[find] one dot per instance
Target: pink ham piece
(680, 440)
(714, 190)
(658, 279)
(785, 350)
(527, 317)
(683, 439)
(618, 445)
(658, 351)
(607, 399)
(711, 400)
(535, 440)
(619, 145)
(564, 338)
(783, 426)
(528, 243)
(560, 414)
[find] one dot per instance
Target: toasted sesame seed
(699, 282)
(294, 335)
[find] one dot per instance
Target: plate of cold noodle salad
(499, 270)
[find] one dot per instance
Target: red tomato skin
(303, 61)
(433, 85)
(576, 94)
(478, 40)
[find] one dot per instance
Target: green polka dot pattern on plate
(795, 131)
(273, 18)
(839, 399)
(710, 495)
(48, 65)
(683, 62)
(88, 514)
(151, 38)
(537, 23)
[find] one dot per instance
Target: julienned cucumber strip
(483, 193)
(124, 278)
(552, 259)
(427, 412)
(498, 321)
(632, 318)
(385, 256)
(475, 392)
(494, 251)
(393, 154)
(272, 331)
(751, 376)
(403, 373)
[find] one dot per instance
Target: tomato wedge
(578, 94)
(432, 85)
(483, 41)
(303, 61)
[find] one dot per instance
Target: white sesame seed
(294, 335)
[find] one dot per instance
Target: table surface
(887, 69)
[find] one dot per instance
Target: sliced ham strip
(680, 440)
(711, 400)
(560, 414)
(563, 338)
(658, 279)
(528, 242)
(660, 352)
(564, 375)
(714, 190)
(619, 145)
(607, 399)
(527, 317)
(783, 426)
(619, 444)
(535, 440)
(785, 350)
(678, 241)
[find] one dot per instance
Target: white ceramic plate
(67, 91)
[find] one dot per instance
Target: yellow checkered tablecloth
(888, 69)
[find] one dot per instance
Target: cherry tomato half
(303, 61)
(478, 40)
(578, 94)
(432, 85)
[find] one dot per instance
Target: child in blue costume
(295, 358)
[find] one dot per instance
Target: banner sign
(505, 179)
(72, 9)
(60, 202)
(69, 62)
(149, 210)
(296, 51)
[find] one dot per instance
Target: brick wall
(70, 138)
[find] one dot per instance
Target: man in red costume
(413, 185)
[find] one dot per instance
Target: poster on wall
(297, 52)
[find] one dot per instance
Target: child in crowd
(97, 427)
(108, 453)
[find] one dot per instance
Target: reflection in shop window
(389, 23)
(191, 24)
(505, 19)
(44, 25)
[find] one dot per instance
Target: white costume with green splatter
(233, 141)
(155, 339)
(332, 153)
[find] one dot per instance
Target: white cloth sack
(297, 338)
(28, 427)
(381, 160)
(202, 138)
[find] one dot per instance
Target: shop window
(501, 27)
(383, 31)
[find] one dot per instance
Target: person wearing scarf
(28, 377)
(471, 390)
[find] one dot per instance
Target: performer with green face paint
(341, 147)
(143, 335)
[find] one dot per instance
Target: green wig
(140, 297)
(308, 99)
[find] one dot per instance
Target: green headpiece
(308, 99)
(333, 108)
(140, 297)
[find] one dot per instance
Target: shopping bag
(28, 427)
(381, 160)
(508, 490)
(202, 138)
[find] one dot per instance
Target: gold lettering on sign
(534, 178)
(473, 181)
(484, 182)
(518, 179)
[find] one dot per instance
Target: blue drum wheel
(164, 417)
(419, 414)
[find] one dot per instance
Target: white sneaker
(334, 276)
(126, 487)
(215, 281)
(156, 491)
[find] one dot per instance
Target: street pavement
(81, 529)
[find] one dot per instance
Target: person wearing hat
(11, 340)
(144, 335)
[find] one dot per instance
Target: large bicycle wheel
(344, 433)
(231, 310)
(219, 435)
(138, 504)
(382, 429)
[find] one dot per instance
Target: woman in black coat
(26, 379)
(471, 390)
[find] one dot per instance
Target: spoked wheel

• **The problem**: Pick out each line of the material above that has the word "child" in it, and copy those lines in full.

• **Full solution**:
Target: child in blue costume
Target: child in crowd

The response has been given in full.